WHAT YOU ARE ASKED TO DO:
Please copy the material below word for word, keeping every line in its original order.

## Start EXTRACTED DATA

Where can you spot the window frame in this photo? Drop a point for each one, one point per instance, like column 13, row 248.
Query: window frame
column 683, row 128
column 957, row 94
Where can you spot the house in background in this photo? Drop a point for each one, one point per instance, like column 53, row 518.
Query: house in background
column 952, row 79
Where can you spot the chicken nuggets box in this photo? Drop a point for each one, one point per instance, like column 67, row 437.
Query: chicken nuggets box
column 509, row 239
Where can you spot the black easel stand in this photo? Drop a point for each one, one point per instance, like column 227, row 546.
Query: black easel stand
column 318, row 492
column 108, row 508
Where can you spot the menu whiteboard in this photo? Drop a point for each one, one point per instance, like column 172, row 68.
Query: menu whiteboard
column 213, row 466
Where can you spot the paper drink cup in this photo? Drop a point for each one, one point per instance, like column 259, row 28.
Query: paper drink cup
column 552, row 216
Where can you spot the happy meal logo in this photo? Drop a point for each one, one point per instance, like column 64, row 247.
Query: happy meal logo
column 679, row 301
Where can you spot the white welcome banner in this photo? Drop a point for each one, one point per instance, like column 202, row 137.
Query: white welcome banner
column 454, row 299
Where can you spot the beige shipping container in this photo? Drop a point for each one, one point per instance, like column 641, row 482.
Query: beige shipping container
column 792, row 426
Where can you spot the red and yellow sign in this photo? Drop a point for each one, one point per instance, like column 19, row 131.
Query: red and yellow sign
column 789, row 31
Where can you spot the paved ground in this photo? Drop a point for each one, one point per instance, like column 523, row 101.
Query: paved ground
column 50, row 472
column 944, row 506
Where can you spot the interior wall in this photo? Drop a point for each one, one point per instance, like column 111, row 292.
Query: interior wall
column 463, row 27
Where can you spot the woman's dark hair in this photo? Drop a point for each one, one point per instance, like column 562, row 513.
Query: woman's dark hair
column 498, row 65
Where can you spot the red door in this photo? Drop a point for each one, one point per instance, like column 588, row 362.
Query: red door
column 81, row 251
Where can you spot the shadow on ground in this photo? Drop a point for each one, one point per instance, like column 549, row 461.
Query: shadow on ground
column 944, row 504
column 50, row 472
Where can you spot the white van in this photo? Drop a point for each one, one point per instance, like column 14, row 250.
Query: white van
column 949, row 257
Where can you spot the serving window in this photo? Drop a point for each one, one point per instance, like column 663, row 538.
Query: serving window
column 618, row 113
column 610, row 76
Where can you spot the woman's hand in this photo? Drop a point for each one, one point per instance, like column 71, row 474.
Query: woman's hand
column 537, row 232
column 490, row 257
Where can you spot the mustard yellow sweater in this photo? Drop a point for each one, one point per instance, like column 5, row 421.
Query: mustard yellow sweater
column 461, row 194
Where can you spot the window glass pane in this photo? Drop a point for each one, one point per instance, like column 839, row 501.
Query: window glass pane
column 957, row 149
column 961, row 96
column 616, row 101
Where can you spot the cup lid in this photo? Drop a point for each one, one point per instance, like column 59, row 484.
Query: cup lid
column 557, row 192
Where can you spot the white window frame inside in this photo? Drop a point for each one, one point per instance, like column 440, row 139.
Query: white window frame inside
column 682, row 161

## End EXTRACTED DATA

ANSWER TO THE PROBLEM:
Where can you spot the window frame in this photo? Drop a point for each one, one point per instance, like column 13, row 248.
Query: window frame
column 683, row 128
column 957, row 94
Where can you spot the house in background in this photo? Drop a point for each one, one point per instance, like column 53, row 518.
Query: house in background
column 952, row 79
Where can you spot the chicken nuggets box in this photo? Drop a point for each one, one point per instance, like column 67, row 437.
Query: chicken nuggets box
column 509, row 239
Where can you spot the black easel stand in this photo? Drop a point for each one, one point per instance, like column 227, row 546.
Query: black easel stand
column 318, row 492
column 108, row 508
Where can you spot the menu whiteboard in this photo? Drop a point for each one, one point per instance, like column 172, row 68.
Query: menu whiteboard
column 213, row 466
Where can you spot the paper drink cup in this photo? Drop a point for each one, one point per instance, like column 259, row 28.
Query: paper drink cup
column 552, row 216
Where can you spot the happy meal logo in this photo? Drop a point for each one, one point per instance, like column 64, row 247.
Query: happy meal logo
column 679, row 301
Where can you spot the white welcome banner in this photo? Drop a point for each one, one point per instance, like column 202, row 137.
Query: white welcome banner
column 454, row 299
Where can you spot the beige shipping container in this photo? Drop a point for each one, one point per instance, like column 641, row 482.
Query: beige shipping container
column 792, row 426
Where can you spot the red and yellow sign in this photo? Drop a point for each one, one point per instance, like column 19, row 131.
Query: red and yellow sign
column 789, row 31
Where can you spot the paved ground in this photo? Drop a point for each one, one point per instance, like column 523, row 101.
Query: paved ground
column 50, row 472
column 944, row 506
Where can you spot the interior wall in this photo? Drop a point for each one, one point per instance, like column 111, row 292.
Query: interior wall
column 463, row 27
Where can you spot the woman's dark hair in this photo? Drop a point for each one, one point per instance, like column 562, row 513.
Query: woman's dark hair
column 498, row 65
Where can you spot the red door in this photo? Drop a point for each one, one point per instance, like column 588, row 362.
Query: red door
column 81, row 251
Where can you spot the shadow on ground in this photo? Drop a point for each one, one point per instance, like column 549, row 461.
Query: shadow on ground
column 944, row 504
column 50, row 472
Where can you spot the white van in this photo? Drop a point for each one, one point per instance, like column 14, row 250.
Query: white van
column 949, row 257
Where can you spot the serving window in this photo? Drop a point for each one, one point per instance, like column 663, row 538.
Query: serving window
column 618, row 113
column 610, row 76
Where can you spot the woman's hand in this photo? Drop a point for each one, one point per instance, like column 71, row 474.
Query: woman's hand
column 537, row 232
column 490, row 257
Where can you spot the mustard yellow sweater in this photo? Drop a point for each one, one point per instance, like column 5, row 421.
Query: mustard yellow sweater
column 461, row 194
Where can you spot the window glass pane in this photo? Drop a point for each one, one point per instance, like column 839, row 501.
Query: window glass pane
column 957, row 149
column 961, row 96
column 616, row 101
Where can you spot the cup lid in this photo? Drop a point for each one, one point per instance, like column 59, row 484.
Query: cup lid
column 557, row 192
Where can you spot the white window frame inside in this photo? Drop a point for each one, one point per instance, like column 440, row 139.
Query: white window frame inside
column 682, row 161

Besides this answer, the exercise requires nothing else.